WHAT THE TASK REQUIRES: All entries must be extracted exactly, with nothing added or dropped.
[INPUT FOR THIS TASK — start]
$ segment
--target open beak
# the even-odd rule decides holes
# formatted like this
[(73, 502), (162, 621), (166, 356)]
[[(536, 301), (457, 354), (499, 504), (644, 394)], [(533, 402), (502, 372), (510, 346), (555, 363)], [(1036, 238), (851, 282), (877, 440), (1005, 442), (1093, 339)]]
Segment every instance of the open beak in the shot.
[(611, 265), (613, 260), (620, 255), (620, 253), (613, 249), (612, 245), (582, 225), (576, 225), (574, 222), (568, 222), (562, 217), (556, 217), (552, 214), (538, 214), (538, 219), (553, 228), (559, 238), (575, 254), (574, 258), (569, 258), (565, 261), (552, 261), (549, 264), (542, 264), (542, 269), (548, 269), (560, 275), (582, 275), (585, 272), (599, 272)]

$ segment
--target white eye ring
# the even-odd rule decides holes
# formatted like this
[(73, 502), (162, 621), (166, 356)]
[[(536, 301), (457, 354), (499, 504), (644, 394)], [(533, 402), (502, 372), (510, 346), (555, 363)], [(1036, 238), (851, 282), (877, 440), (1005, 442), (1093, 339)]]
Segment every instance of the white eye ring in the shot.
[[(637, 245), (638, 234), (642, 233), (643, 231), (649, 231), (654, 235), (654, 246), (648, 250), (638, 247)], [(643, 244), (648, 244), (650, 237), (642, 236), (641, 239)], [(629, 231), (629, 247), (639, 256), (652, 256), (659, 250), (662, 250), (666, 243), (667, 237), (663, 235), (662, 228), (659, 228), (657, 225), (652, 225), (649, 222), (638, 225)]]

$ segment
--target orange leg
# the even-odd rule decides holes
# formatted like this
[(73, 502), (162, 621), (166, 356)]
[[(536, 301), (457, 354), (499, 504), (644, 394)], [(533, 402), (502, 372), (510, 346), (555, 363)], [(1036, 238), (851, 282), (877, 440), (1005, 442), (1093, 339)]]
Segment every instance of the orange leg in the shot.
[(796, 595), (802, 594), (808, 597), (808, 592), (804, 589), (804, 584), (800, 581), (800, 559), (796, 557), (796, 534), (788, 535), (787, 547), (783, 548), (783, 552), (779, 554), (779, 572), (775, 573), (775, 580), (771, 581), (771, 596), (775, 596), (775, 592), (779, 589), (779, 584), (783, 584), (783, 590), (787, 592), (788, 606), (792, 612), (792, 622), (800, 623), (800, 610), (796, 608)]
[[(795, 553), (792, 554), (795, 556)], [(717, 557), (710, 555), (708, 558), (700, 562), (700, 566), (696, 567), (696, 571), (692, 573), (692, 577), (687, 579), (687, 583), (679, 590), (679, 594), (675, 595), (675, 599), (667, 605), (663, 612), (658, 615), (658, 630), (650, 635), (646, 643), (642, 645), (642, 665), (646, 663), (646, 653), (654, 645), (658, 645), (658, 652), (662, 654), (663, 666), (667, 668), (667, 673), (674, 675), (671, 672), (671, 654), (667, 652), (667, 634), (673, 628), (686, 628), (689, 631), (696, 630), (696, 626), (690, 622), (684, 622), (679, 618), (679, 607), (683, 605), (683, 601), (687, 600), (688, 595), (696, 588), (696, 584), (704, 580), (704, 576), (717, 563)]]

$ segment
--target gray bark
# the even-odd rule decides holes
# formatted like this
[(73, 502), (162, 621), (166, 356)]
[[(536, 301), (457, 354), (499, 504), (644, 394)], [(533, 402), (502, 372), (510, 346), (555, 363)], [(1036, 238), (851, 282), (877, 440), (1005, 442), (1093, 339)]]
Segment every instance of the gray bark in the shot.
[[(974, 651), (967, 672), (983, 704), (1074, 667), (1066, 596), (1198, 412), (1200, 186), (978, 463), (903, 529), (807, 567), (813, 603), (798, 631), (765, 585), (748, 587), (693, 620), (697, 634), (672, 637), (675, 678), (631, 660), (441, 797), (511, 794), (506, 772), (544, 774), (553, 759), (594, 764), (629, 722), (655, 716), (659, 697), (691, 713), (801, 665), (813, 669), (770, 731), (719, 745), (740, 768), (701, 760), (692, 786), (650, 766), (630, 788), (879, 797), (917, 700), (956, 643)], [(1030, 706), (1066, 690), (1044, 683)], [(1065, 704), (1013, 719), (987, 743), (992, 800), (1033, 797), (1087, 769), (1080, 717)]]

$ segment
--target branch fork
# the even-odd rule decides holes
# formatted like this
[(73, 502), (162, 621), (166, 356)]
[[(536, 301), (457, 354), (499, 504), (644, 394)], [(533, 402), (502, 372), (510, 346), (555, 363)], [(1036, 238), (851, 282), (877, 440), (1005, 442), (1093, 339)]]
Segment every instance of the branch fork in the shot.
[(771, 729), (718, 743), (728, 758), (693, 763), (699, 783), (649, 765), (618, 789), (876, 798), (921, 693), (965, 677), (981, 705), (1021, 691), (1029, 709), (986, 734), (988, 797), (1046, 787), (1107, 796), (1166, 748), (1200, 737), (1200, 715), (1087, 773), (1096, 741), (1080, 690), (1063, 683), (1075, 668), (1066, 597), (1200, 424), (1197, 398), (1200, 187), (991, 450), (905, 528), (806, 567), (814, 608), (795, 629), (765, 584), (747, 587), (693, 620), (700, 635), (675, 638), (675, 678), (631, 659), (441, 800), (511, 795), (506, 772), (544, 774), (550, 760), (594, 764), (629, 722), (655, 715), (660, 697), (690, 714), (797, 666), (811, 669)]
[INPUT FOR THIS TASK — finish]
EXERCISE SOLUTION:
$ segment
--target open beak
# the even-odd rule decides holes
# formatted like this
[(73, 502), (162, 621), (166, 356)]
[[(536, 301), (457, 354), (499, 504), (644, 394)], [(533, 402), (502, 372), (510, 346), (555, 363)], [(1036, 238), (851, 282), (877, 440), (1005, 442), (1093, 339)]]
Segment every instance of the open beak in the shot.
[(611, 265), (613, 260), (620, 255), (620, 253), (613, 249), (612, 245), (582, 225), (576, 225), (574, 222), (568, 222), (562, 217), (556, 217), (552, 214), (538, 214), (538, 219), (553, 228), (559, 238), (575, 254), (574, 258), (569, 258), (565, 261), (552, 261), (549, 264), (542, 264), (542, 269), (548, 269), (560, 275), (582, 275), (585, 272), (599, 272)]

$ segment
--target white eye ring
# the even-odd rule decides holes
# formatted like this
[(73, 502), (162, 621), (166, 356)]
[[(536, 301), (457, 354), (499, 504), (644, 394)], [(533, 402), (502, 372), (510, 346), (555, 363)], [(1036, 238), (851, 282), (877, 440), (1005, 442), (1093, 339)]]
Segment every instance of the white eye ring in the shot.
[[(637, 245), (638, 234), (642, 233), (643, 231), (649, 231), (654, 235), (654, 246), (648, 250), (638, 247)], [(643, 244), (648, 244), (650, 237), (642, 236), (641, 239)], [(629, 231), (629, 247), (639, 256), (652, 256), (659, 250), (662, 250), (666, 243), (667, 237), (663, 235), (662, 228), (659, 228), (657, 225), (652, 225), (649, 222), (638, 225)]]

$ segment
--target orange leg
# the even-odd rule decides holes
# formatted like this
[(73, 502), (162, 621), (166, 356)]
[[(536, 301), (457, 354), (499, 504), (644, 394)], [(533, 402), (502, 372), (510, 346), (555, 363)], [(1036, 238), (851, 282), (877, 440), (1005, 442), (1093, 339)]]
Segment every instance of the orange leg in the shot.
[(796, 595), (802, 594), (808, 597), (808, 592), (804, 589), (804, 584), (800, 581), (800, 559), (796, 557), (796, 534), (788, 535), (787, 547), (783, 548), (783, 552), (779, 554), (779, 572), (775, 573), (775, 580), (771, 581), (771, 596), (775, 596), (775, 592), (779, 589), (779, 584), (783, 584), (783, 590), (787, 592), (788, 606), (792, 612), (792, 622), (800, 623), (800, 610), (796, 608)]
[[(795, 553), (792, 554), (795, 556)], [(717, 557), (710, 555), (708, 558), (700, 562), (700, 566), (696, 567), (696, 571), (692, 573), (692, 577), (687, 579), (687, 583), (679, 590), (679, 594), (675, 595), (675, 599), (667, 605), (663, 612), (658, 615), (658, 630), (650, 635), (646, 643), (642, 645), (642, 665), (646, 663), (646, 653), (654, 645), (658, 645), (658, 652), (662, 654), (663, 666), (667, 668), (667, 673), (674, 675), (671, 672), (671, 654), (667, 652), (667, 634), (673, 628), (686, 628), (689, 631), (696, 630), (696, 626), (690, 622), (684, 622), (679, 618), (679, 607), (683, 605), (683, 601), (687, 600), (688, 595), (696, 588), (696, 584), (704, 580), (704, 576), (717, 563)]]

$ segment
--target gray bark
# the even-odd rule decides holes
# formatted like this
[(73, 502), (162, 621), (166, 356)]
[[(536, 301), (457, 354), (499, 504), (644, 394)], [(533, 402), (502, 372), (510, 346), (555, 363)], [(1036, 238), (851, 282), (877, 440), (1005, 442), (1093, 339)]]
Segment every instance of the gray bark in the shot.
[[(974, 651), (967, 672), (983, 704), (1074, 667), (1066, 596), (1198, 412), (1200, 186), (978, 463), (903, 529), (807, 567), (813, 603), (798, 631), (765, 585), (748, 587), (693, 620), (697, 634), (672, 637), (675, 678), (631, 660), (441, 797), (511, 794), (506, 772), (544, 774), (553, 759), (594, 764), (629, 722), (655, 716), (659, 697), (691, 713), (801, 665), (813, 669), (770, 731), (719, 745), (740, 768), (701, 760), (692, 786), (650, 766), (630, 788), (879, 797), (917, 700), (956, 643)], [(1030, 706), (1066, 690), (1044, 683)], [(1065, 704), (1013, 719), (987, 743), (992, 800), (1033, 797), (1087, 769), (1080, 717)]]

$ segment
--target branch fork
# the even-odd rule decides holes
# formatted like this
[(73, 502), (162, 621), (166, 356)]
[[(536, 301), (457, 354), (499, 504), (644, 394)], [(533, 402), (502, 372), (510, 346), (555, 363)], [(1036, 238), (851, 282), (877, 440), (1005, 442), (1093, 339)]]
Segment every instance of the branch fork in the shot.
[(771, 729), (718, 743), (728, 758), (693, 763), (699, 783), (649, 765), (618, 789), (876, 798), (921, 693), (965, 677), (981, 705), (1021, 691), (1029, 709), (986, 734), (988, 797), (1046, 787), (1107, 796), (1166, 748), (1200, 737), (1200, 715), (1087, 773), (1096, 741), (1080, 690), (1063, 683), (1075, 668), (1066, 597), (1200, 424), (1197, 398), (1200, 187), (991, 450), (905, 528), (806, 567), (814, 608), (795, 629), (765, 584), (747, 587), (693, 620), (700, 635), (675, 638), (675, 678), (631, 659), (441, 800), (511, 795), (506, 772), (544, 774), (550, 760), (594, 764), (629, 722), (655, 715), (660, 697), (690, 714), (797, 666), (811, 669)]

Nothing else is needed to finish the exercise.